Your goal: Set down exactly the entries below, beginning at their first line and ending at the line with "61V56H75L71 64L76 70L75".

───── Information shown

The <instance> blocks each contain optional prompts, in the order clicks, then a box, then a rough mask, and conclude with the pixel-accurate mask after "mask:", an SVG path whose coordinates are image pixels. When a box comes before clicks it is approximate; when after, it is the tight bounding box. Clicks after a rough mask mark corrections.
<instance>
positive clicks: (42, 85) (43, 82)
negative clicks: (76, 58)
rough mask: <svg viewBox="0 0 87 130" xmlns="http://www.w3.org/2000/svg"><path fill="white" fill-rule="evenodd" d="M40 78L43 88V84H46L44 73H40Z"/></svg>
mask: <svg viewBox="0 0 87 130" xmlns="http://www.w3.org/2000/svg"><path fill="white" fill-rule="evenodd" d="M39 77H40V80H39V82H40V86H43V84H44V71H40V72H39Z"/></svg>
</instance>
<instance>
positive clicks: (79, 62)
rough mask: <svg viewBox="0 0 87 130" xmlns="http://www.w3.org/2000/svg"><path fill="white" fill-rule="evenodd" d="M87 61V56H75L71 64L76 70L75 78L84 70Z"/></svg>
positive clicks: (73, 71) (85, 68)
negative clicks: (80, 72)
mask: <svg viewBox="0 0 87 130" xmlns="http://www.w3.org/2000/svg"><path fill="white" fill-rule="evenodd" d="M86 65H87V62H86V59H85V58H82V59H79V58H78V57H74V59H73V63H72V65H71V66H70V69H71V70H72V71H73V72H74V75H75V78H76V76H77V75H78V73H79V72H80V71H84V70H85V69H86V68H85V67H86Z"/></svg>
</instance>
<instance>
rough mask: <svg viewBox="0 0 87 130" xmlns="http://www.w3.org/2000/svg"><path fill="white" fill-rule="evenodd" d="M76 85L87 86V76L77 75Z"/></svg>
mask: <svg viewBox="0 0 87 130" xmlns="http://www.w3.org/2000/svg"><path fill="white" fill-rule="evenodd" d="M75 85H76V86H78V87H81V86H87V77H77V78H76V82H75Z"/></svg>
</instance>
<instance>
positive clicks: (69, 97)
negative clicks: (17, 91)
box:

──────────

Written answer:
The <instance> blocks each contain optional prompts, in the order clicks, then a box, then a rough mask, and conclude with the pixel-accurate mask after "mask:", an SVG path whose coordinates are image pixels. When a box comes before clicks it is approximate; when after, it is the tight bounding box. Clicks after a rough mask mark corrections.
<instance>
positive clicks: (42, 85) (43, 82)
negative clicks: (76, 58)
rough mask: <svg viewBox="0 0 87 130" xmlns="http://www.w3.org/2000/svg"><path fill="white" fill-rule="evenodd" d="M40 78L43 88V84H46L44 73H40Z"/></svg>
mask: <svg viewBox="0 0 87 130" xmlns="http://www.w3.org/2000/svg"><path fill="white" fill-rule="evenodd" d="M39 77H40V80H39V82H40V86H43V84H44V71H40V72H39Z"/></svg>
</instance>
<instance>
positive clicks: (79, 62)
rough mask: <svg viewBox="0 0 87 130" xmlns="http://www.w3.org/2000/svg"><path fill="white" fill-rule="evenodd" d="M87 61V56H75L71 64L76 70L75 78L84 70Z"/></svg>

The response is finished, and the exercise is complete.